■ Stated problem ■
Can you reproduce every one of the entries below word for word, without changing a single character?

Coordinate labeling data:
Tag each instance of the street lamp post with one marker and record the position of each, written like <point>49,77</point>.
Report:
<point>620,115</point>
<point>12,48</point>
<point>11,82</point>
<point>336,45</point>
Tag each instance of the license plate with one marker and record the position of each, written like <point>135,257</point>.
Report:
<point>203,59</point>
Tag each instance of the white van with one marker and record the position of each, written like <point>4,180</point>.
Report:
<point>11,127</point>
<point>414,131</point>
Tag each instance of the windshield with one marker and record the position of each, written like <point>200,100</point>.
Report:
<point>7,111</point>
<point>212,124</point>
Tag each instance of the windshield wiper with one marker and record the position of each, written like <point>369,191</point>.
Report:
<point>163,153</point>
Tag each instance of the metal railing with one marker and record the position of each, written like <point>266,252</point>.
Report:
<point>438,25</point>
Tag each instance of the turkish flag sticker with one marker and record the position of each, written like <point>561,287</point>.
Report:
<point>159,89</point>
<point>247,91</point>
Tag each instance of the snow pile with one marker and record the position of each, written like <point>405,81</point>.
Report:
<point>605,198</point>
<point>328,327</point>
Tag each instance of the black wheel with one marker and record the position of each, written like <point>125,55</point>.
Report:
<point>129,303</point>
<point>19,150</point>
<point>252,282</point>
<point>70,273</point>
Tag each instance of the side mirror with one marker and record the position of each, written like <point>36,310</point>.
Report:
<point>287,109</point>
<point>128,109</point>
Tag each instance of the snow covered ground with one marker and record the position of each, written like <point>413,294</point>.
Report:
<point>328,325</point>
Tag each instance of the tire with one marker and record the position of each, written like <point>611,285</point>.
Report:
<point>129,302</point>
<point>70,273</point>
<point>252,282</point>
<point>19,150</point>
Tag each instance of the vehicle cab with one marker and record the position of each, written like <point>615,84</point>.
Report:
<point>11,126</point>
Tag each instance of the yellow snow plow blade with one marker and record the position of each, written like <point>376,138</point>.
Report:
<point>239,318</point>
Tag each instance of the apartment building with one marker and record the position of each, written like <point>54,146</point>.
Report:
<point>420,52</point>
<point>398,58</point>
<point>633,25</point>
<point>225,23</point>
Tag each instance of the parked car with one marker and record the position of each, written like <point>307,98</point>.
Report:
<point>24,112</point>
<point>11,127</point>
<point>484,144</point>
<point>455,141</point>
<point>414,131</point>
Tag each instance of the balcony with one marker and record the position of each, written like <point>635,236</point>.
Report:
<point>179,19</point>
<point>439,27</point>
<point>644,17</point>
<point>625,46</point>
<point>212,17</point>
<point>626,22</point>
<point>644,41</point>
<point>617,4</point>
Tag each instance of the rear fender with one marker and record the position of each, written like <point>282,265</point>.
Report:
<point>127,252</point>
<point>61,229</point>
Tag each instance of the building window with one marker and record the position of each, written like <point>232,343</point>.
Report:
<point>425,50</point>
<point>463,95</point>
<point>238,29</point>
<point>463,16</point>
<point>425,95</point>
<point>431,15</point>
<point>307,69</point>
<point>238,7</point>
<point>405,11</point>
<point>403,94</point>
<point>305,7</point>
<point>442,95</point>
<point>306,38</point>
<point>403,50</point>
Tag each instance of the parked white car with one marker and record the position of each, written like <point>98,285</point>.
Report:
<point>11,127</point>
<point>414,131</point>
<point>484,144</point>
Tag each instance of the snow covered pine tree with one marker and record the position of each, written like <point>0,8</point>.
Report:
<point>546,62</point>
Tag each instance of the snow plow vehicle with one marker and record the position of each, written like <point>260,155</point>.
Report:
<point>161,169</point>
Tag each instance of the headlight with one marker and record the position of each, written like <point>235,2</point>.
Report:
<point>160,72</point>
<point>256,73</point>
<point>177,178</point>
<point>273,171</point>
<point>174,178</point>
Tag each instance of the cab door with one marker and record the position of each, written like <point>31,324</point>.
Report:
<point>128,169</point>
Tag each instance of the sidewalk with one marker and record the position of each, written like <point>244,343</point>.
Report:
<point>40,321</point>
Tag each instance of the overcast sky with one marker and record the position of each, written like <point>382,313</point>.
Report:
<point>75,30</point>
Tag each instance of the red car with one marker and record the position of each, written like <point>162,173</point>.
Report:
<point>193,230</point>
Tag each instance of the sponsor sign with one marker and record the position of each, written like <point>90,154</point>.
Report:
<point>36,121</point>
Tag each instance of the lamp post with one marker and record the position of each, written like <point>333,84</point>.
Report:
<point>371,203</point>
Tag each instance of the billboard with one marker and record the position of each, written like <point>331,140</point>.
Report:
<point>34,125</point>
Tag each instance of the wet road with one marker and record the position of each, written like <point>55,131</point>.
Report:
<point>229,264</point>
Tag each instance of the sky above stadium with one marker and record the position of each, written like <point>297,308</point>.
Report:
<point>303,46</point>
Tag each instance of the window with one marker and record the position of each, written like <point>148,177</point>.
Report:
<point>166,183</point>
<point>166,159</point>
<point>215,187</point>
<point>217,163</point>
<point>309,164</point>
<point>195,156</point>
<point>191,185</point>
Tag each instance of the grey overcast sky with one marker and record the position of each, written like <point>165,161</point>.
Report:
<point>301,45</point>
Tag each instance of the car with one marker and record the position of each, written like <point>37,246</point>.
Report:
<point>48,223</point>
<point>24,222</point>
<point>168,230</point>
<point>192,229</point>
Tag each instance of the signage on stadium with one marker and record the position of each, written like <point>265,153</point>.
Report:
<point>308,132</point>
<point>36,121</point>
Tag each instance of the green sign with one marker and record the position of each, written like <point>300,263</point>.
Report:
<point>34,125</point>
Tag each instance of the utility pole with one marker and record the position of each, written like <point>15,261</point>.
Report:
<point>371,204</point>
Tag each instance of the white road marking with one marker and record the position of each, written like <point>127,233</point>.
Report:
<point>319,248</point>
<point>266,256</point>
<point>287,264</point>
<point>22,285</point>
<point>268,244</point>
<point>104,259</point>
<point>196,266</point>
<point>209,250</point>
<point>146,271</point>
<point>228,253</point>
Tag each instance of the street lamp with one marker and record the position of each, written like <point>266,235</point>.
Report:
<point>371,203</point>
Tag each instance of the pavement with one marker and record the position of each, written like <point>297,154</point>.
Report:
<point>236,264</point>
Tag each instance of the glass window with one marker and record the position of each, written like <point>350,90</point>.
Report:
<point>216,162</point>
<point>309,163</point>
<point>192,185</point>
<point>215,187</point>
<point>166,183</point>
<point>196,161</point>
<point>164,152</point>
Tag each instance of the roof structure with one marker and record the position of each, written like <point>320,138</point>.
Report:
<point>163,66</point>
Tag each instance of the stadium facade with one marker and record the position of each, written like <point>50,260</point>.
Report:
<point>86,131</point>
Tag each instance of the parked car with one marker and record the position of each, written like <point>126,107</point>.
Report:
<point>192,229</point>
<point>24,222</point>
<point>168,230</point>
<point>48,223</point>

■ Written answer ■
Tag each instance of the street lamp post with one marker and record the position of each, written like <point>49,77</point>.
Report:
<point>620,115</point>
<point>12,48</point>
<point>11,82</point>
<point>336,45</point>
Tag each instance of the license plate with one marker and record the position of each, written like <point>135,257</point>.
Report:
<point>203,59</point>
Tag each instance of the white van with one marker and record the position of each, written like <point>4,180</point>.
Report:
<point>11,127</point>
<point>414,131</point>
Tag each instance of the windshield with one marker and record the position of each, written like <point>200,100</point>.
Report:
<point>7,111</point>
<point>212,124</point>
Tag each instance of the windshield wiper with one marker and record the position of each, written like <point>369,191</point>.
Report:
<point>163,153</point>
Tag each instance of the metal railing with one marker and record the position of each, written like <point>266,252</point>.
Report:
<point>438,25</point>
Tag each instance of the turkish flag sticker with one marker and record the position of each, written like <point>561,287</point>.
Report:
<point>159,89</point>
<point>247,91</point>
Tag each instance of the snow pile with one marker and record the position of each, written like <point>405,81</point>.
Report:
<point>605,198</point>
<point>328,327</point>
Tag each instance of the black wheel with one marker and record the position of each, written like <point>125,55</point>.
Report:
<point>129,303</point>
<point>19,150</point>
<point>252,282</point>
<point>70,273</point>
Tag each instance of the side mirror with one marker and record the position of each, written like <point>36,310</point>.
Report:
<point>287,109</point>
<point>128,109</point>
Tag each instance of the snow covered ground with one marker and record the position of each, written like <point>413,294</point>.
Report:
<point>328,325</point>
Tag each instance of the tire with one marker and record the position of each, written like <point>611,285</point>.
Report:
<point>129,302</point>
<point>70,273</point>
<point>252,282</point>
<point>19,150</point>
Tag each instance of the vehicle cab with one marker and record the position of each, written like <point>615,84</point>.
Report:
<point>11,126</point>
Tag each instance of the yellow snow plow blade with one marker and record the position of each, written like <point>376,138</point>.
Report:
<point>239,318</point>
Tag each instance of the apartment building with one marker and record the position of each, written like <point>54,146</point>.
Report:
<point>420,52</point>
<point>398,58</point>
<point>633,25</point>
<point>225,23</point>
Tag each instance of the parked car with one marker and record the position of each, written like <point>307,98</point>.
Report:
<point>24,112</point>
<point>11,127</point>
<point>484,144</point>
<point>455,141</point>
<point>414,131</point>
Tag each instance of the balcony with one marker and record the position of each, written like <point>635,236</point>.
Report:
<point>179,19</point>
<point>439,27</point>
<point>644,17</point>
<point>625,46</point>
<point>212,17</point>
<point>626,22</point>
<point>644,41</point>
<point>617,4</point>
Tag each instance of the rear fender with one marker and record the position of each, written like <point>282,265</point>.
Report:
<point>127,252</point>
<point>61,229</point>
Tag each instance of the building window with one marker and record the position of each, written like <point>232,343</point>.
Report:
<point>425,50</point>
<point>463,95</point>
<point>238,29</point>
<point>463,16</point>
<point>425,95</point>
<point>431,15</point>
<point>307,69</point>
<point>238,7</point>
<point>405,11</point>
<point>403,94</point>
<point>305,7</point>
<point>442,95</point>
<point>306,38</point>
<point>403,50</point>
Tag each instance of the parked white car with one marker and record the position of each, written like <point>98,285</point>.
Report:
<point>11,127</point>
<point>414,131</point>
<point>484,144</point>
Tag each instance of the snow covered pine tree with one marker and record the position of each, written like <point>0,8</point>.
Report:
<point>546,62</point>
Tag each instance of the snow plow vehicle with one marker and record the position of each, written like <point>260,155</point>.
Report:
<point>161,169</point>
Tag each instance of the headlight with one marker and record the position of each, written like <point>235,2</point>.
Report:
<point>160,72</point>
<point>256,73</point>
<point>177,178</point>
<point>273,171</point>
<point>174,178</point>
Tag each instance of the cab door with one marker and record the position of each, written like <point>31,324</point>.
Report:
<point>128,169</point>
Tag each instance of the sidewalk with one marker and record the position of each, written like <point>244,343</point>.
Report:
<point>40,321</point>
Tag each instance of the overcast sky with one marker and record the position of each, written like <point>382,313</point>.
Report:
<point>75,30</point>
Tag each instance of the red car with one marker and record the position of each, written like <point>162,173</point>.
Report:
<point>193,230</point>
Tag each instance of the sponsor sign with one marker and record the position of each, written like <point>90,154</point>.
Report:
<point>36,121</point>
Tag each instance of the lamp post with one marker and record the position of each, written like <point>333,84</point>.
Report:
<point>371,203</point>
Tag each instance of the billboard with one marker and record the position of each, written like <point>331,140</point>.
Report:
<point>34,125</point>
Tag each instance of the wet road with one marker and record the position of each, written like <point>55,131</point>.
Report:
<point>229,264</point>
Tag each instance of the sky above stadium with one marker and record the position of each, written like <point>297,308</point>.
Report:
<point>303,46</point>
Tag each instance of the window with one marker and record the position of each, written like <point>148,177</point>.
Report:
<point>166,183</point>
<point>166,159</point>
<point>215,187</point>
<point>217,163</point>
<point>309,164</point>
<point>195,156</point>
<point>191,185</point>
Tag each instance of the grey overcast sky with one marker and record the position of each, written like <point>165,161</point>.
Report:
<point>301,45</point>
Tag each instance of the car with one marker and record the position of each, written like <point>37,246</point>.
Report:
<point>48,223</point>
<point>24,222</point>
<point>168,230</point>
<point>192,229</point>
Tag each instance of the signage on stadium with one marker and record the position of each, written like <point>265,153</point>.
Report:
<point>308,132</point>
<point>36,121</point>
Tag each instance of the green sign with one marker and record the position of each, written like <point>300,263</point>.
Report:
<point>34,125</point>
Tag each instance of the utility pole with one marker and record the position of each, written like <point>15,261</point>.
Report:
<point>371,204</point>
Tag each instance of the white road marking with one marker and record the position of each, written like <point>127,233</point>.
Report:
<point>319,248</point>
<point>266,256</point>
<point>287,264</point>
<point>22,285</point>
<point>268,244</point>
<point>104,259</point>
<point>196,266</point>
<point>209,250</point>
<point>146,271</point>
<point>228,253</point>
Tag each instance of the street lamp with one marker and record the position of each, written like <point>266,235</point>.
Report:
<point>371,203</point>
Tag each instance of the pavement with one marker and record the position of each, written like <point>297,154</point>.
Report:
<point>236,264</point>
Tag each instance of the glass window with one marker and record the position of each, written like <point>350,90</point>.
Report:
<point>216,162</point>
<point>309,163</point>
<point>192,185</point>
<point>215,187</point>
<point>166,183</point>
<point>196,161</point>
<point>164,152</point>
Tag each instance of the roof structure with one marker and record the position of each, written like <point>320,138</point>.
Report:
<point>163,66</point>
Tag each instance of the stadium facade with one marker and record the position of each, written like <point>50,260</point>.
Report:
<point>86,131</point>
Tag each instance of the parked car with one marker and record the position of each, written like <point>126,107</point>.
Report:
<point>192,229</point>
<point>24,222</point>
<point>168,230</point>
<point>48,223</point>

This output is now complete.